Problem statement:
Repeat word for word everything from the line containing "Confirm that each instance of the white fuselage" to the end of the listing, first and last lines included, and only that.

Data supplied:
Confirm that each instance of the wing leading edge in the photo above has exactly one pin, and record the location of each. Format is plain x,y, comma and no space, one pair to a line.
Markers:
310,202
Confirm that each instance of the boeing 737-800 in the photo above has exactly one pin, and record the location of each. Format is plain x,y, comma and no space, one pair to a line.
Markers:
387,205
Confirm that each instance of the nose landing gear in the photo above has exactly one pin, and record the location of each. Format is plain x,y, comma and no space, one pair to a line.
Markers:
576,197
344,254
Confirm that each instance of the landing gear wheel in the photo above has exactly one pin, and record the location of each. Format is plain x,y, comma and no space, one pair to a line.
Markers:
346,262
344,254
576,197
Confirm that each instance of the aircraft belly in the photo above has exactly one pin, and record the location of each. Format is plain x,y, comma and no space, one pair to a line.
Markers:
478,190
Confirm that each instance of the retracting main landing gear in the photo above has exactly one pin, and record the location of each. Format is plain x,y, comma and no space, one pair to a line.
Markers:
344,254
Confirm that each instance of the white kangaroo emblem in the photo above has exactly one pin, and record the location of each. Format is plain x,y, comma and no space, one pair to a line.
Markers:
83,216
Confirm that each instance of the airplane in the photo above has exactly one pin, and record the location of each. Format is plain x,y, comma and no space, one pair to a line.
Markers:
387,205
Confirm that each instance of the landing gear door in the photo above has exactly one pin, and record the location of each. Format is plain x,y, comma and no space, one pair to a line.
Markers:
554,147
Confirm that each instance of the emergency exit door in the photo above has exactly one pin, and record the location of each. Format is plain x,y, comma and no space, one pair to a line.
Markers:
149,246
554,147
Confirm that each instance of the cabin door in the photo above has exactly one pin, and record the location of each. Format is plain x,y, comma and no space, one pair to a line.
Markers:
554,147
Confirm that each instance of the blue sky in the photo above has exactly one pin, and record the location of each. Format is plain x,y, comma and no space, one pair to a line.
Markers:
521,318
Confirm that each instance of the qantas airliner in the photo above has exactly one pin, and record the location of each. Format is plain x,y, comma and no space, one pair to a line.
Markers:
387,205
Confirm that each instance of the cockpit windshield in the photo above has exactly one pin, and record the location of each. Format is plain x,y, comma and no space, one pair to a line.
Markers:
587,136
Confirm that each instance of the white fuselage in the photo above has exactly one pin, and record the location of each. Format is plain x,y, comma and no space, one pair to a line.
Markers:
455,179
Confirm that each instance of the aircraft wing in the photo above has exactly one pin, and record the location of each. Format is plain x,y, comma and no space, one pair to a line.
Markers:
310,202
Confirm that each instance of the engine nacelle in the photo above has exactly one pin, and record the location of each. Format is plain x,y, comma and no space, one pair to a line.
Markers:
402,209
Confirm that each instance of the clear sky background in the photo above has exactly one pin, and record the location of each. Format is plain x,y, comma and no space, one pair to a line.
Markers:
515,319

Written response:
Confirm that each instance of the white fuselage in the photo above has exactly one pin, and record the location of each. Format is plain x,y, comma and no space, one pair to a line.
Markers:
455,179
Confirm that each instance of the aircraft wing in the photo above has exactly one pin, and record the location of each. Format is plain x,y, comma and no space, one pair to a line.
Markers:
310,202
Confirm that each instance of the engine nacelle in the photo above has exactly one pin, and record the location of each. Format is plain x,y, comma and no space, one pair to a line.
Markers:
402,209
Confirm that each instance of the clear sky background in the photo above has exactly one pin, and record the location of each. Format is plain x,y, comma and no space, one pair to a line.
Markers:
515,319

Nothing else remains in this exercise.